St
Luke’s, Havelock North – Te Pouhere Sunday 2007 -
Sermon
One of the things I love to point out to
children when they come into the church is the roof. I ask them to stare at it
and tell me what it reminds them of – I get some rather interesting answers. I
wonder what it reminds you of? Imagine that rather
than looking up you were standing above looking down, does it remind you of the
hull of a boat? It should, because that’s what it’s based around. For centuries
the traditional shape of a church roof has been an upturned boat, why? Because
originally when people started building huge churches the only experience they
had of building large objects were boats, so they used that design, and I think
it’s a good one and a potentially very helpful symbol for us, more so, perhaps,
than the one we find in our gospel reading this morning.
“Why do you call me, ‘Lord, Lord,’ and do not do
what I tell you?” Jesus is explaining that the wise person – the one who builds
a house on firm foundations – is the person who hears his words and acts on
them. Fair enough, but answer me this – how do we hear
his words?
I read a comment the other day from a supposedly
intelligent leader of an Anglican group who was claiming that what we need as a
church is not a debate about how we read the scriptures, but rather just to
live according to the Bible. What he meant, of course, was his preferred
version of the Bible.
How we read the Bible – how we hear Christ’s words – is one of our major
challenges today.
Another story – and I’ve told this before – it’s
a scene from an episode of the TV programme ‘Six Feet Under’. A young, gay
funeral director who is involved in his church is asked to support the
appointment of a radical new priest because obviously, being young and gay, he
must want to see some changes. But no, he responds, ‘everything else in my life
is changing, I need my church to stay the same.’
But of course it won’t, and never really has.
We do, whether we like it or not, live at a time
in history where everything – our society, our culture, and our church –
everything is changing, almost constantly it seems. In such changeable times it
can be extremely hard to find solid groups to sink some foundations in. So when
the ground keeps shifting perhaps it can be a lot more helpful to have a boat
than a house.

Data extract:
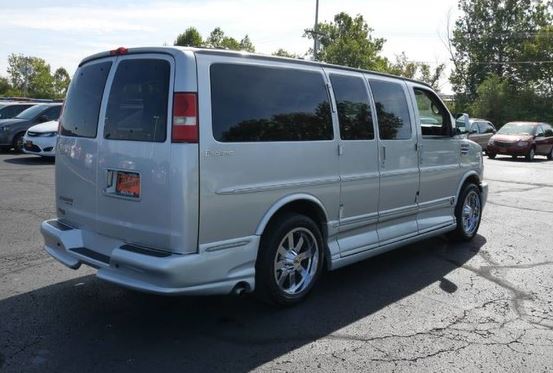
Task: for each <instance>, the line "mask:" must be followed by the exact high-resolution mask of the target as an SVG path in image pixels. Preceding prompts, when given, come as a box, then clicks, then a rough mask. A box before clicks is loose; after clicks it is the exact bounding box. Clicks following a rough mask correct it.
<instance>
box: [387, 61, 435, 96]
mask: <svg viewBox="0 0 553 373" xmlns="http://www.w3.org/2000/svg"><path fill="white" fill-rule="evenodd" d="M444 70H445V65H444V64H443V63H442V64H438V65H436V66H435V67H434V68H432V67H430V65H429V64H427V63H425V62H416V61H410V60H409V59H408V58H407V55H406V54H405V52H402V53H401V54H400V55H398V56H396V61H395V63H393V64H389V66H388V67H387V69H386V72H388V73H390V74H395V75H399V76H404V77H406V78H409V79H417V80H420V81H423V82H425V83H426V84H428V85H430V86H431V87H432V88H434V89H435V90H439V85H440V79H441V78H442V75H443V73H444Z"/></svg>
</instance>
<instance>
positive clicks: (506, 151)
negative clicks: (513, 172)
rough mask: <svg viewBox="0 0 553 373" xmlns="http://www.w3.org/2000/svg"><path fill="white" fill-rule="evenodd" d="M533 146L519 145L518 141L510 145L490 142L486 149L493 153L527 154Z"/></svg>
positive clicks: (502, 153) (488, 150)
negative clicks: (516, 142)
mask: <svg viewBox="0 0 553 373" xmlns="http://www.w3.org/2000/svg"><path fill="white" fill-rule="evenodd" d="M531 147H532V145H527V146H517V145H516V143H515V144H513V145H511V146H508V147H503V146H497V145H490V144H488V146H487V147H486V150H487V153H492V154H505V155H526V154H528V152H529V151H530V148H531Z"/></svg>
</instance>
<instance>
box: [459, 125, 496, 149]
mask: <svg viewBox="0 0 553 373" xmlns="http://www.w3.org/2000/svg"><path fill="white" fill-rule="evenodd" d="M496 132H497V130H496V129H495V126H494V125H493V124H492V122H490V121H489V120H485V119H478V118H470V119H469V125H468V127H467V128H466V133H467V138H468V139H469V140H472V141H474V142H475V143H477V144H478V145H480V146H481V147H482V150H483V151H484V152H485V151H486V148H487V147H488V142H489V141H490V139H491V138H492V136H493V135H494V134H495V133H496Z"/></svg>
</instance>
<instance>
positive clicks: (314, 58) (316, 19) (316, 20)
mask: <svg viewBox="0 0 553 373" xmlns="http://www.w3.org/2000/svg"><path fill="white" fill-rule="evenodd" d="M313 31H314V32H313V60H314V61H317V50H318V49H319V39H318V37H319V34H318V32H319V0H316V4H315V27H314V28H313Z"/></svg>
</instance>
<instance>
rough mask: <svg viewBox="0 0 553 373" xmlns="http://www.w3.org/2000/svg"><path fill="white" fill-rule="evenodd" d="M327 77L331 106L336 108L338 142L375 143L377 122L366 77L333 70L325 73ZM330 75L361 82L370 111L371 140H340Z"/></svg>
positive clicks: (341, 138) (340, 138)
mask: <svg viewBox="0 0 553 373" xmlns="http://www.w3.org/2000/svg"><path fill="white" fill-rule="evenodd" d="M327 75H328V81H329V84H330V90H331V91H332V100H333V105H334V107H335V108H336V121H337V129H338V137H337V139H338V140H340V141H352V142H373V141H376V140H377V139H378V132H377V128H376V127H378V122H377V119H376V116H375V115H376V113H375V108H374V101H373V98H372V92H371V89H370V87H369V85H368V80H367V79H366V77H365V76H364V75H363V74H360V73H359V74H357V73H354V74H352V73H349V74H348V73H347V72H346V73H344V72H343V71H340V70H338V71H334V70H330V71H327ZM332 75H337V76H342V77H346V78H353V79H360V80H361V81H362V82H363V86H364V87H365V93H366V94H367V101H368V102H367V103H368V105H369V108H370V110H371V113H370V114H371V121H372V123H371V125H372V129H373V137H372V139H344V138H342V129H341V127H340V114H339V113H338V100H337V99H336V92H335V91H334V86H333V85H332V79H331V76H332Z"/></svg>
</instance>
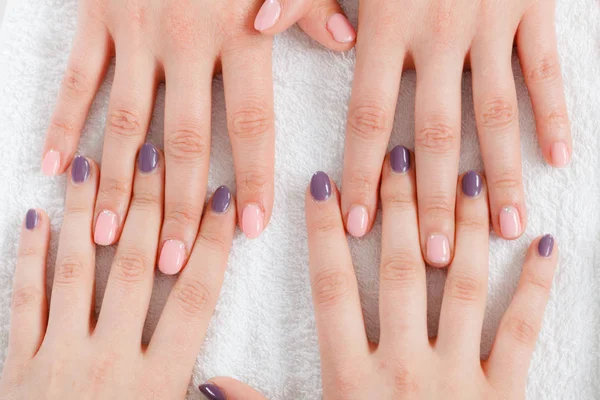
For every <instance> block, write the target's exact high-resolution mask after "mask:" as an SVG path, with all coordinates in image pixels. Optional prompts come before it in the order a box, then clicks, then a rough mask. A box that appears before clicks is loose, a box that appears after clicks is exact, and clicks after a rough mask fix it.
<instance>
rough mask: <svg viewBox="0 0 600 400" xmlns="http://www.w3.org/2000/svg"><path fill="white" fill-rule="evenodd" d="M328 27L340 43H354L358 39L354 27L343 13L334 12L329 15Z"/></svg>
mask: <svg viewBox="0 0 600 400" xmlns="http://www.w3.org/2000/svg"><path fill="white" fill-rule="evenodd" d="M326 27H327V30H328V31H329V33H330V34H331V36H332V37H333V39H334V40H335V41H336V42H338V43H352V42H353V41H354V39H356V31H355V30H354V27H353V26H352V24H350V21H348V18H346V17H345V16H344V15H343V14H339V13H338V14H333V15H332V16H331V17H329V19H328V20H327V24H326Z"/></svg>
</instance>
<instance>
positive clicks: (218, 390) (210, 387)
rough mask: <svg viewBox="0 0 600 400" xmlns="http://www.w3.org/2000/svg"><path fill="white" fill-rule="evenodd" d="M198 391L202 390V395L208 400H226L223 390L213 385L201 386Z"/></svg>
mask: <svg viewBox="0 0 600 400" xmlns="http://www.w3.org/2000/svg"><path fill="white" fill-rule="evenodd" d="M198 389H200V393H202V394H203V395H204V396H205V397H206V398H207V399H208V400H226V399H225V394H223V392H222V391H221V389H219V388H218V387H217V385H213V384H212V383H205V384H204V385H200V387H198Z"/></svg>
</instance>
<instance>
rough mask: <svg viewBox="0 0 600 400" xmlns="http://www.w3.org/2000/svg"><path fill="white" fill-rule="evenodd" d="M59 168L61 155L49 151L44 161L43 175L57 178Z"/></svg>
mask: <svg viewBox="0 0 600 400" xmlns="http://www.w3.org/2000/svg"><path fill="white" fill-rule="evenodd" d="M59 168H60V153H59V152H58V151H56V150H50V151H48V152H47V153H46V155H45V156H44V160H43V161H42V173H43V174H44V175H46V176H56V174H58V169H59Z"/></svg>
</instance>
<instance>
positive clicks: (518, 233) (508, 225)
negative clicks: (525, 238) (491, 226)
mask: <svg viewBox="0 0 600 400" xmlns="http://www.w3.org/2000/svg"><path fill="white" fill-rule="evenodd" d="M500 233H502V236H504V237H505V238H506V239H516V238H518V237H519V235H520V234H521V218H520V217H519V211H518V210H517V209H516V208H515V207H512V206H509V207H504V208H503V209H502V211H500Z"/></svg>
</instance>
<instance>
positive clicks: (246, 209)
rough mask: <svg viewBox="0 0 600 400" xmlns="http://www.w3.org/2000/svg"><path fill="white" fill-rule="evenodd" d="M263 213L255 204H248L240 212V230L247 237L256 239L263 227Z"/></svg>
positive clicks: (257, 236)
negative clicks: (240, 218) (241, 224)
mask: <svg viewBox="0 0 600 400" xmlns="http://www.w3.org/2000/svg"><path fill="white" fill-rule="evenodd" d="M264 219H265V215H264V213H263V211H262V209H261V208H260V207H259V206H258V205H256V204H248V205H247V206H246V207H245V208H244V211H243V212H242V231H243V232H244V234H245V235H246V237H247V238H248V239H256V238H257V237H259V236H260V234H261V233H262V231H263V229H264Z"/></svg>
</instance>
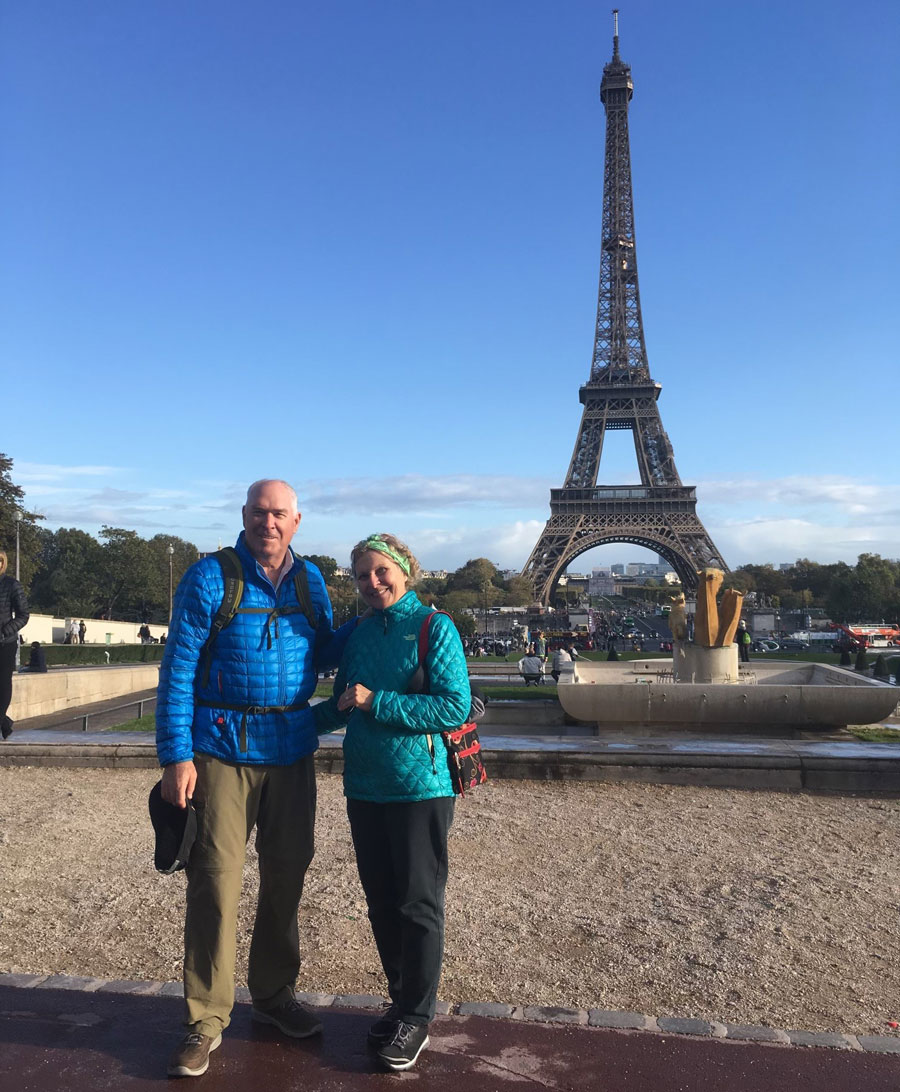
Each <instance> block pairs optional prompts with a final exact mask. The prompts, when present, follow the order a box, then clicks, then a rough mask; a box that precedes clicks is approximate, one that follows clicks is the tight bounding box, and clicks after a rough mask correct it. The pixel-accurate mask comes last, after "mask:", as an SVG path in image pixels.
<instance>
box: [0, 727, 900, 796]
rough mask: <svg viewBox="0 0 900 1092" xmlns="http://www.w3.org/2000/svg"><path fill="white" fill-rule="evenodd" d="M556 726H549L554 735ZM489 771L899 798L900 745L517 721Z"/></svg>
mask: <svg viewBox="0 0 900 1092" xmlns="http://www.w3.org/2000/svg"><path fill="white" fill-rule="evenodd" d="M552 731H553V729H548V732H552ZM481 736H482V744H483V746H484V749H485V756H486V762H487V765H488V772H489V773H490V774H492V775H493V776H495V778H512V779H531V780H538V781H560V780H567V779H571V780H594V781H643V782H655V783H661V784H689V785H715V786H719V787H737V788H771V790H786V791H794V792H798V791H810V792H819V791H826V792H844V793H872V792H876V793H900V744H869V743H864V741H862V740H858V739H850V738H844V739H833V738H825V739H816V738H796V739H780V738H765V737H756V736H741V735H734V734H732V733H729V734H722V735H717V734H715V733H713V732H708V733H703V734H699V733H686V732H668V733H666V734H659V735H647V734H637V735H632V734H630V733H628V732H611V733H608V734H606V733H604V735H603V736H602V737H600V738H599V737H594V736H590V737H583V736H575V737H572V736H566V735H565V734H562V735H552V734H546V735H536V734H535V733H534V727H533V726H523V728H522V734H521V735H517V733H516V727H514V725H505V726H504V727H502V728H501V729H499V731H498V732H496V733H495V732H493V731H492V727H490V726H489V725H488V726H485V727H484V728H483V729H482V732H481ZM341 741H342V740H341V737H340V736H323V737H322V739H321V741H320V743H321V746H320V750H319V752H318V755H317V764H318V767H319V769H320V770H323V771H328V772H333V773H339V772H340V771H341V769H342V752H341ZM156 764H157V762H156V748H155V745H154V739H153V734H152V733H145V732H143V733H142V732H116V731H115V729H107V731H96V729H95V728H92V729H91V731H90V732H82V731H79V729H74V728H72V725H71V720H70V722H69V724H68V725H67V726H66V727H52V726H48V727H32V722H31V721H24V722H19V723H17V724H16V726H15V731H14V732H13V735H12V736H11V737H10V738H9V739H8V740H5V741H4V743H2V744H0V765H92V767H118V768H128V767H131V768H134V767H143V768H152V767H155V765H156Z"/></svg>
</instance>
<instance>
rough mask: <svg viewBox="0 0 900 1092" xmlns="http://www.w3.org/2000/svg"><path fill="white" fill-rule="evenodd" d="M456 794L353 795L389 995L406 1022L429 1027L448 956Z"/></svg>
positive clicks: (361, 879) (365, 871) (362, 872)
mask: <svg viewBox="0 0 900 1092" xmlns="http://www.w3.org/2000/svg"><path fill="white" fill-rule="evenodd" d="M453 805H454V798H453V797H452V796H439V797H437V798H436V799H431V800H413V802H411V803H400V804H371V803H369V802H368V800H347V816H348V818H350V829H351V833H352V835H353V846H354V848H355V850H356V867H357V869H358V870H359V880H360V882H362V885H363V890H364V891H365V893H366V902H367V903H368V907H369V922H371V930H372V935H374V936H375V943H376V947H377V948H378V954H379V957H380V958H381V966H382V968H383V969H384V975H386V977H387V980H388V994H389V995H390V998H391V1001H392V1002H393V1004H394V1005H395V1006H398V1008H399V1009H400V1019H401V1020H405V1021H406V1022H407V1023H412V1024H427V1023H428V1022H429V1021H430V1020H431V1019H433V1018H434V1014H435V1001H436V999H437V993H438V982H439V980H440V966H441V962H442V959H443V892H445V889H446V887H447V835H448V833H449V831H450V824H451V823H452V821H453Z"/></svg>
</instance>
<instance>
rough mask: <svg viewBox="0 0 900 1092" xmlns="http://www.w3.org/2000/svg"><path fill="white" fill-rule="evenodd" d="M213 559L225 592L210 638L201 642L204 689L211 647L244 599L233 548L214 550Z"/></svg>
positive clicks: (241, 579) (201, 675) (238, 570)
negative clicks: (222, 584) (218, 570)
mask: <svg viewBox="0 0 900 1092" xmlns="http://www.w3.org/2000/svg"><path fill="white" fill-rule="evenodd" d="M213 557H214V558H215V559H216V561H218V565H220V567H221V569H222V579H223V580H224V581H225V592H224V593H223V596H222V602H221V603H220V604H218V609H217V610H216V613H215V616H214V617H213V620H212V625H211V626H210V636H209V637H208V638H206V640H205V641H204V642H203V648H202V649H201V650H200V663H201V664H202V669H201V676H200V686H201V687H205V686H206V685H208V684H209V681H210V668H211V667H212V662H213V645H214V644H215V640H216V638H217V637H218V634H220V633H221V632H222V630H223V629H225V627H226V626H228V625H229V624H230V621H232V619H233V618H234V616H235V615H236V614H237V608H238V607H239V606H240V601H241V598H242V597H244V569H242V568H241V565H240V558H239V557H238V556H237V550H236V549H235V548H234V546H226V547H224V549H221V550H216V553H215V554H213Z"/></svg>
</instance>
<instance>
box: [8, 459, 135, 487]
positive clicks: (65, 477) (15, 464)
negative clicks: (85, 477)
mask: <svg viewBox="0 0 900 1092" xmlns="http://www.w3.org/2000/svg"><path fill="white" fill-rule="evenodd" d="M123 473H126V471H125V468H123V467H119V466H61V465H56V464H54V463H20V462H16V464H15V480H16V482H17V483H19V484H20V485H21V486H22V487H23V488H25V487H27V486H28V485H29V484H31V483H35V482H61V480H63V479H66V478H76V477H111V476H112V475H116V474H123Z"/></svg>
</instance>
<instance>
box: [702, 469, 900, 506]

Problem 1:
Decide whether each statement below agrees with the sermon. For each, answer yes or no and quote the deciding words of the sermon.
(a) The traditional shape of a church roof is modeled on an upturned boat.
(b) In the scene from 'Six Feet Under', the young funeral director welcomes the radical new priest as a chance for change.
(c) The preacher suggests that when the ground keeps shifting, a house is more helpful than a boat.
Problem 2: Reproduce word for word the stretch of the sermon from "I read a comment" through "of the Bible.".

Written answer 1:
(a) Yes: "For centuries the traditional shape of a church roof has been an upturned boat"
(b) No: "But no, he responds, ‘everything else in my life is changing, I need my church to stay the same.’"
(c) No: "when the ground keeps shifting perhaps it can be a lot more helpful to have a boat than a house."

Written answer 2:
I read a comment the other day from a supposedly
intelligent leader of an Anglican group who was claiming that what we need as a
church is not a debate about how we read the scriptures, but rather just to
live according to the Bible. What he meant, of course, was his preferred
version of the Bible.